▶ **Task item**
Repeat the lines below exactly as written, please, from the line with "positive clicks: (13, 0)" to the line with "box: [16, 96, 167, 202]", both lines included, and no others.
********************
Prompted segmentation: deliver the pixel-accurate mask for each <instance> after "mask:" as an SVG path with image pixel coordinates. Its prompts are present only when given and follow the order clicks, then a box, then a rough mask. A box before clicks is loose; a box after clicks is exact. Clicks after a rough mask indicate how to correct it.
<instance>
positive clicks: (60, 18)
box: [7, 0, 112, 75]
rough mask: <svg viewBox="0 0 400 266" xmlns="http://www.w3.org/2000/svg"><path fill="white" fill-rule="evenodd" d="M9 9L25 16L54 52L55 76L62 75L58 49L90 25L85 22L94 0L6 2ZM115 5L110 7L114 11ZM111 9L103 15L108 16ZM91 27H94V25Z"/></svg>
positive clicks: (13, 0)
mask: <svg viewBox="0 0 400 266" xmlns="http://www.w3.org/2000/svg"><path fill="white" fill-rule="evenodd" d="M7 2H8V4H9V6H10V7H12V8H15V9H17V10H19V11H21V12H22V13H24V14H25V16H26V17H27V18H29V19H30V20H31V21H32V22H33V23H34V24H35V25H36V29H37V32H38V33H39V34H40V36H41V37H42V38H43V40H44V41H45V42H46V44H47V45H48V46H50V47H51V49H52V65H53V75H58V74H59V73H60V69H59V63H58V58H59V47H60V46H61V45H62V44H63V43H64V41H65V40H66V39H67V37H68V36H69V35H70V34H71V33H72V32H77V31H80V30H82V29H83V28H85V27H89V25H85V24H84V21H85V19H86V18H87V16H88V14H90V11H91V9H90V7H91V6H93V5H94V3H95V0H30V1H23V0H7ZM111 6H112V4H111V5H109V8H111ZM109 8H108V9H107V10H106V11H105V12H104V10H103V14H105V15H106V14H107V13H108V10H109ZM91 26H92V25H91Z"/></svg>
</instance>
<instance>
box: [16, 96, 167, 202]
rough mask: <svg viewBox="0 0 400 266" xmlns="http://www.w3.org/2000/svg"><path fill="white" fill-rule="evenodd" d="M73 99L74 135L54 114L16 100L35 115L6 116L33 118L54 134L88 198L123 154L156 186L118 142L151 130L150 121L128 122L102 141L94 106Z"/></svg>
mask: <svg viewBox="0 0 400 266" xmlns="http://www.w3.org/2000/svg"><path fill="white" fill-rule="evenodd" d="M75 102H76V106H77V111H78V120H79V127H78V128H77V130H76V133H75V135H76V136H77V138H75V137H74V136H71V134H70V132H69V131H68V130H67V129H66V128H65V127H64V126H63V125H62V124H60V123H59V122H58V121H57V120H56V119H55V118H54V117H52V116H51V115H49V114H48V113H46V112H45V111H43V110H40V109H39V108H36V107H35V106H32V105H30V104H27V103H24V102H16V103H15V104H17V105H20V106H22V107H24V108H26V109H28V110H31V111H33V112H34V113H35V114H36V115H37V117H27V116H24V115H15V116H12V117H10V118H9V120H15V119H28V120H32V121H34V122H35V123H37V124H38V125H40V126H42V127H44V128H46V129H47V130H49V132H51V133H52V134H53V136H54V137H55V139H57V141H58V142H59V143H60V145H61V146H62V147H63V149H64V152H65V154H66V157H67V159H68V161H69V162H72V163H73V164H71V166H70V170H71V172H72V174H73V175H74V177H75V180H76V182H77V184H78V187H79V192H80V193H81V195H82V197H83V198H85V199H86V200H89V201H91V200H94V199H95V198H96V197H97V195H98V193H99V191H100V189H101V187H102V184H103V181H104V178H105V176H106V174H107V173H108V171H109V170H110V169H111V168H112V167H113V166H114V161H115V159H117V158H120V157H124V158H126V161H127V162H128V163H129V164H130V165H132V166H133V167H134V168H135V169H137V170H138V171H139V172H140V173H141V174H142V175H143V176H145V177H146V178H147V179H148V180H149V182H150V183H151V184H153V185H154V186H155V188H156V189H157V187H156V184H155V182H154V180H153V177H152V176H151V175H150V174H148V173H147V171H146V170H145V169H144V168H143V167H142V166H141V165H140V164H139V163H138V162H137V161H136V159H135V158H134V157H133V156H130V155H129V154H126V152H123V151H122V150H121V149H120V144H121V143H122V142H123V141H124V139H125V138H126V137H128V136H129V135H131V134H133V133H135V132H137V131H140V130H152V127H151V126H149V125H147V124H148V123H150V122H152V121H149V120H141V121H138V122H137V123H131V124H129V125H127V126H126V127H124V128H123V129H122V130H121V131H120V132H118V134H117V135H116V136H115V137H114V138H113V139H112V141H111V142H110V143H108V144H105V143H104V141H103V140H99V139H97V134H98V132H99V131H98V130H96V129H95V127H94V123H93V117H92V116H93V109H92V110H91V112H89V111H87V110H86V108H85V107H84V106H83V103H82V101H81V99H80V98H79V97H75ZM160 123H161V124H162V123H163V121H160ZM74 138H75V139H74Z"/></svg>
********************
▶ **Finished task**
positive clicks: (13, 0)
mask: <svg viewBox="0 0 400 266" xmlns="http://www.w3.org/2000/svg"><path fill="white" fill-rule="evenodd" d="M7 2H8V4H9V6H10V7H12V8H15V9H17V10H19V11H21V12H22V13H24V14H25V16H26V17H27V18H29V19H30V20H31V21H32V22H33V23H34V24H35V25H36V29H37V32H38V33H39V34H40V36H41V37H42V38H43V40H44V41H45V42H46V44H47V45H48V46H50V47H51V49H52V65H53V75H58V74H59V73H60V69H59V63H58V58H59V47H60V46H61V45H62V44H63V43H64V41H65V40H66V39H67V37H68V36H69V35H70V34H71V33H72V32H77V31H80V30H82V29H83V28H85V27H89V25H85V24H84V21H85V19H86V18H87V16H88V14H90V11H91V9H90V7H91V6H93V5H94V3H95V0H30V1H23V0H7ZM111 6H112V4H111V5H109V8H111ZM109 8H108V9H107V10H106V11H105V12H104V10H103V14H105V15H106V14H107V13H108V10H109ZM91 26H92V25H91Z"/></svg>
</instance>
<instance>
box: [16, 96, 167, 202]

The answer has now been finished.